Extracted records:
* * * * * * *

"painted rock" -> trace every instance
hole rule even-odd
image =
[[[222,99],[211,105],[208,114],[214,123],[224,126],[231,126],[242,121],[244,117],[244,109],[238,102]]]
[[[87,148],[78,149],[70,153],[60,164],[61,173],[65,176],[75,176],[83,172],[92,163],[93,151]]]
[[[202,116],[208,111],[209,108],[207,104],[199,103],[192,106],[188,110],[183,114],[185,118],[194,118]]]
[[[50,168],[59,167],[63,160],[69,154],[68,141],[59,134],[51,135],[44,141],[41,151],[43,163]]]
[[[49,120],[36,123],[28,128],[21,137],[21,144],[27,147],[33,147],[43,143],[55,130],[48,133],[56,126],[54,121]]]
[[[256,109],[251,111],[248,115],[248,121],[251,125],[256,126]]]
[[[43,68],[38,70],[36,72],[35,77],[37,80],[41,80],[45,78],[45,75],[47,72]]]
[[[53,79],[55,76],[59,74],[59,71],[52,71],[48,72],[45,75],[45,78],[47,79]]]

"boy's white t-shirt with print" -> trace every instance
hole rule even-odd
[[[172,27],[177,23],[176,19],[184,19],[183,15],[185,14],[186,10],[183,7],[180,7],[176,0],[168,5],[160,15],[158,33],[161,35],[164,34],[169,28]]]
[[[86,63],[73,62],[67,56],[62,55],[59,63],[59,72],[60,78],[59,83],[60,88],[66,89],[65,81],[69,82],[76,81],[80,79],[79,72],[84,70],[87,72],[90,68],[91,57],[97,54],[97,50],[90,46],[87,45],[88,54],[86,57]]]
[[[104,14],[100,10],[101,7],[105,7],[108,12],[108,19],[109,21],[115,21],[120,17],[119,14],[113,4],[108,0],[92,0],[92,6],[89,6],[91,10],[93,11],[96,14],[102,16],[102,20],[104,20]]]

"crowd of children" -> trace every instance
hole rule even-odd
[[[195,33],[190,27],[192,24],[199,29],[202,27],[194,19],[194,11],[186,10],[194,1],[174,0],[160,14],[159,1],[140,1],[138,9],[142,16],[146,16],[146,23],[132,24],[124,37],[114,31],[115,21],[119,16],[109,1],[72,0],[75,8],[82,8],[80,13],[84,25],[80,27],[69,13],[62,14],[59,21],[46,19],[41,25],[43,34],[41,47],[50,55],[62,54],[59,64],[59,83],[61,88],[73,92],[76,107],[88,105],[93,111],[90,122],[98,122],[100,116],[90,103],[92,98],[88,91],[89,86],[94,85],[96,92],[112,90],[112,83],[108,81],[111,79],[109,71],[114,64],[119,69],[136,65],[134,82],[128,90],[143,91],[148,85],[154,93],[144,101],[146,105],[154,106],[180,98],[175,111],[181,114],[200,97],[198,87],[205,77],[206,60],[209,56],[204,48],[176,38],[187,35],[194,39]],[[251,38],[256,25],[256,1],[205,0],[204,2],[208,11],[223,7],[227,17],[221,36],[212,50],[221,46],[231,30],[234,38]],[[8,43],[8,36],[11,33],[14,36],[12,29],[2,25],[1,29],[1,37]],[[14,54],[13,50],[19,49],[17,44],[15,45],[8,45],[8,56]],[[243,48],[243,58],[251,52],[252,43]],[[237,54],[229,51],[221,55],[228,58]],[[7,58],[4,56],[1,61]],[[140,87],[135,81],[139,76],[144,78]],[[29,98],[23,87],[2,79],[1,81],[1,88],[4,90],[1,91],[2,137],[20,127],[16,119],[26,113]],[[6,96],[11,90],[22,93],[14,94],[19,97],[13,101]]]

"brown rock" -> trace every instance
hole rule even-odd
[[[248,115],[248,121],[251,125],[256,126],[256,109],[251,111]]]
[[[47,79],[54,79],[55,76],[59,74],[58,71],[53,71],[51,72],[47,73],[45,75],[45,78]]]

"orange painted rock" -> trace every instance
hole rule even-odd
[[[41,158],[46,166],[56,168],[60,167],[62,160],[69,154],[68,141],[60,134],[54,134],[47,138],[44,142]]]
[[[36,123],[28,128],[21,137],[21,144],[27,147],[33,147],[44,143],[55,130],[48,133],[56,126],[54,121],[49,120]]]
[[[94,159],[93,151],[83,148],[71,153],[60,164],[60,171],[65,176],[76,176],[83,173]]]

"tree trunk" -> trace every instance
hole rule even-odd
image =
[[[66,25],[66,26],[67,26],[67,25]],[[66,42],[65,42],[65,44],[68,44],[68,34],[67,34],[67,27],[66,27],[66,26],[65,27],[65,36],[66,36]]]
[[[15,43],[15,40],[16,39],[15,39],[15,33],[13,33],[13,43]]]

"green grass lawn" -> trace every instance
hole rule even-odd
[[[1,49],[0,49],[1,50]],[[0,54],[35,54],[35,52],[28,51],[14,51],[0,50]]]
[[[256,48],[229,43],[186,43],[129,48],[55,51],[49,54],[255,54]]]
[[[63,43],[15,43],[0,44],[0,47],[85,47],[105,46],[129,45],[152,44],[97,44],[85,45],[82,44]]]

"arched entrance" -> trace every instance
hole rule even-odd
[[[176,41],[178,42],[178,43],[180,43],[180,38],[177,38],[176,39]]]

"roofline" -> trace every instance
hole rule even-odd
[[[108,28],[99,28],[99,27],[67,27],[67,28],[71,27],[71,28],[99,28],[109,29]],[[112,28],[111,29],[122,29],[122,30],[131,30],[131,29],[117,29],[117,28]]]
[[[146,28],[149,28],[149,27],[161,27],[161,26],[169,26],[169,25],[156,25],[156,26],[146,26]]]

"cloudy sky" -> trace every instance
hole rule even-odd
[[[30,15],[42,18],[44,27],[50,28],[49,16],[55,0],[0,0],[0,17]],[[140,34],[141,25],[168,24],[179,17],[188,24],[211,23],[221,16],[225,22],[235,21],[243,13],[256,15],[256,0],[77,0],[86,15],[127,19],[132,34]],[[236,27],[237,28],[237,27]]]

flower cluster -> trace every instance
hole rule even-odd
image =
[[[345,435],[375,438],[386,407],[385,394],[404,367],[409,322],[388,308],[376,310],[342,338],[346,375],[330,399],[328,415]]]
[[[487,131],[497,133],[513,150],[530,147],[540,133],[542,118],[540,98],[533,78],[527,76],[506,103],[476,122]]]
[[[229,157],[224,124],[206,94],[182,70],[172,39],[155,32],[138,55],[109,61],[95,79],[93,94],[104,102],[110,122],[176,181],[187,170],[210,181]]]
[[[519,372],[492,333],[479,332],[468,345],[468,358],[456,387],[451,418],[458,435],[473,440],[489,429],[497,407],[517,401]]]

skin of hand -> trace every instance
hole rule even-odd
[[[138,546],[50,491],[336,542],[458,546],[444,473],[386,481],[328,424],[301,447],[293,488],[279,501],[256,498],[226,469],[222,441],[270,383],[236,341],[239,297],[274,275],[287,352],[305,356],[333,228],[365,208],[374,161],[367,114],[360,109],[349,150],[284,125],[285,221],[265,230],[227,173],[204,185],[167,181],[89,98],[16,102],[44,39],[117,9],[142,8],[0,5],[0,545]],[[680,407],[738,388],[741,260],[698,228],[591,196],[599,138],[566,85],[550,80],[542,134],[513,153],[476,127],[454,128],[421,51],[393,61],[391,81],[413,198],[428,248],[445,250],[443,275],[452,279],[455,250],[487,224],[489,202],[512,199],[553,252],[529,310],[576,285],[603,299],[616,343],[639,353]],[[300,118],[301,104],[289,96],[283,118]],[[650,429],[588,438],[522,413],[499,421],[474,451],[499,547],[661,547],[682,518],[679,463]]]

* * * * * * *

[Task brief]: Repeat every line of the material exactly as given.

[Output of the exercise]:
"painted rock" -> trace every instance
hole rule even-odd
image =
[[[222,99],[211,105],[208,114],[214,123],[224,126],[231,126],[242,121],[244,117],[244,109],[238,102]]]
[[[87,148],[78,149],[70,153],[60,164],[61,173],[65,176],[75,176],[83,172],[92,163],[93,151]]]
[[[202,116],[208,111],[209,108],[207,104],[199,103],[192,106],[188,110],[183,114],[185,118],[194,118]]]
[[[50,168],[59,167],[63,160],[69,154],[68,141],[59,134],[51,135],[44,141],[41,151],[43,163]]]
[[[49,120],[36,123],[28,128],[21,137],[21,144],[27,147],[33,147],[43,143],[55,130],[48,133],[56,126],[54,121]]]
[[[256,109],[251,111],[248,115],[248,121],[251,125],[256,126]]]
[[[43,68],[38,70],[36,72],[35,77],[37,80],[41,80],[45,78],[45,75],[47,72]]]
[[[53,79],[55,76],[59,74],[59,71],[52,71],[48,72],[45,75],[45,78],[47,79]]]

"boy's white t-shirt with print" -> trace every instance
hole rule even-odd
[[[172,27],[177,23],[176,19],[184,19],[183,15],[185,14],[186,10],[183,7],[180,7],[176,0],[168,5],[160,15],[158,33],[161,35],[164,34],[169,28]]]
[[[86,63],[73,62],[67,56],[62,55],[59,63],[59,72],[60,78],[59,83],[60,88],[66,89],[65,81],[69,82],[76,81],[80,79],[79,72],[84,70],[87,72],[90,68],[91,57],[97,54],[97,50],[90,46],[87,45],[88,54],[86,57]]]
[[[104,14],[100,10],[101,7],[105,7],[108,12],[108,19],[109,21],[115,21],[120,17],[119,14],[113,4],[108,0],[92,0],[92,6],[89,6],[91,10],[93,11],[96,14],[102,16],[102,20],[104,20]]]

"crowd of children" -> trace every instance
hole rule even-odd
[[[195,33],[190,27],[192,24],[199,29],[202,27],[194,19],[194,11],[186,10],[194,1],[174,0],[160,14],[159,1],[140,1],[138,9],[142,16],[146,16],[146,23],[132,24],[124,37],[114,31],[115,21],[119,16],[109,1],[72,0],[75,8],[82,8],[80,13],[84,25],[80,27],[69,13],[62,14],[59,21],[46,19],[41,25],[43,34],[41,47],[50,55],[62,54],[59,64],[59,83],[61,88],[73,92],[76,107],[88,105],[93,111],[90,122],[98,122],[100,116],[90,103],[92,98],[88,91],[89,86],[94,85],[96,92],[112,90],[112,83],[108,81],[111,79],[109,71],[114,64],[119,69],[136,65],[134,82],[128,90],[143,91],[148,85],[154,93],[144,101],[146,105],[154,106],[180,98],[175,111],[181,114],[200,97],[198,87],[205,77],[206,60],[209,56],[204,48],[176,38],[187,35],[194,39]],[[251,38],[256,25],[256,1],[205,0],[204,2],[208,11],[223,7],[227,17],[221,36],[212,50],[221,46],[231,30],[234,38]],[[8,43],[8,36],[11,33],[14,36],[12,29],[2,25],[1,29],[1,37]],[[14,54],[13,50],[19,49],[17,44],[15,45],[8,45],[8,56]],[[243,48],[243,58],[251,52],[252,43]],[[237,54],[229,51],[221,55],[228,58]],[[7,58],[4,56],[1,61]],[[140,87],[135,81],[139,76],[144,78]],[[29,98],[23,87],[2,79],[1,81],[1,88],[4,90],[1,91],[2,137],[20,127],[16,119],[26,113]],[[6,96],[11,90],[22,93],[14,94],[19,97],[13,101]]]

"brown rock" -> trace every instance
hole rule even-odd
[[[248,115],[248,121],[251,125],[256,126],[256,109],[251,111]]]
[[[47,79],[54,79],[55,76],[59,74],[58,71],[53,71],[51,72],[47,73],[45,75],[45,78]]]

"orange painted rock" -> trace every instance
hole rule even-odd
[[[41,158],[46,166],[56,168],[60,167],[62,160],[69,154],[68,141],[60,134],[54,134],[47,138],[44,142]]]
[[[36,123],[28,128],[21,137],[21,144],[27,147],[33,147],[44,143],[55,130],[48,133],[56,126],[54,121],[49,120]]]
[[[94,159],[93,151],[83,148],[71,153],[60,164],[60,171],[65,176],[76,176],[83,173]]]

"tree trunk" -> trace every instance
hole rule even-odd
image =
[[[66,25],[66,26],[67,26],[67,25]],[[66,42],[65,42],[65,44],[68,44],[68,34],[67,34],[67,27],[66,27],[66,26],[65,27],[65,36],[66,36]]]
[[[15,43],[15,40],[16,39],[15,39],[15,33],[13,33],[13,43]]]

"green grass lawn" -> trace every instance
hole rule even-odd
[[[1,49],[0,49],[1,50]],[[0,54],[35,54],[35,52],[28,51],[14,51],[0,50]]]
[[[256,48],[229,43],[186,43],[129,48],[55,51],[49,54],[255,54]]]
[[[63,43],[15,43],[0,44],[0,47],[85,47],[105,46],[129,45],[152,44],[97,44],[85,45],[82,44]]]

"arched entrance" -> trace every instance
hole rule even-odd
[[[176,41],[178,42],[178,43],[180,43],[180,38],[177,38],[176,39]]]

"roofline" -> trace every instance
hole rule even-odd
[[[108,28],[99,28],[99,27],[67,27],[67,28],[71,27],[71,28],[99,28],[109,29]],[[112,28],[111,29],[122,29],[122,30],[131,30],[131,29],[117,29],[117,28]]]
[[[146,28],[149,28],[149,27],[161,27],[161,26],[169,26],[169,25],[156,25],[156,26],[146,26]]]

"cloudy sky" -> trace every instance
hole rule even-odd
[[[30,15],[42,18],[44,27],[50,28],[49,16],[55,0],[0,0],[0,17]],[[140,34],[141,25],[168,24],[179,17],[188,24],[211,23],[221,16],[225,22],[235,21],[243,13],[256,15],[256,0],[77,0],[86,15],[127,19],[132,34]],[[236,27],[237,28],[237,27]]]

flower cluster -> trace every instance
hole rule even-odd
image =
[[[345,435],[375,438],[386,407],[385,394],[404,367],[409,322],[388,308],[376,310],[342,338],[346,375],[330,399],[328,415]]]
[[[487,131],[497,133],[513,150],[530,147],[540,133],[542,118],[540,98],[533,78],[527,76],[506,103],[476,122]]]
[[[229,157],[224,124],[206,94],[182,70],[172,39],[155,32],[138,55],[109,61],[95,79],[93,94],[104,102],[110,122],[176,181],[187,170],[210,181]]]
[[[519,372],[492,333],[479,332],[468,345],[468,358],[456,387],[451,418],[458,435],[473,440],[489,429],[497,407],[517,401]]]

skin of hand -> trace every instance
hole rule even-odd
[[[138,546],[50,491],[336,542],[458,546],[444,473],[386,481],[328,424],[301,447],[293,488],[279,501],[256,498],[226,469],[222,441],[270,383],[236,341],[239,297],[274,275],[287,352],[305,356],[333,228],[365,208],[374,161],[367,114],[360,109],[349,150],[284,125],[285,221],[265,230],[227,173],[204,185],[167,181],[89,98],[16,102],[44,39],[117,9],[142,8],[0,5],[0,545]],[[680,407],[738,388],[741,260],[698,228],[591,196],[599,138],[566,85],[550,80],[542,134],[513,153],[476,127],[454,128],[421,51],[393,61],[391,81],[413,198],[428,248],[445,250],[443,275],[452,279],[455,250],[487,224],[489,202],[512,199],[553,252],[529,310],[576,285],[603,299],[616,343],[639,353]],[[300,118],[301,104],[289,96],[283,118]],[[650,429],[588,438],[522,413],[499,421],[474,451],[499,547],[661,547],[682,518],[679,463]]]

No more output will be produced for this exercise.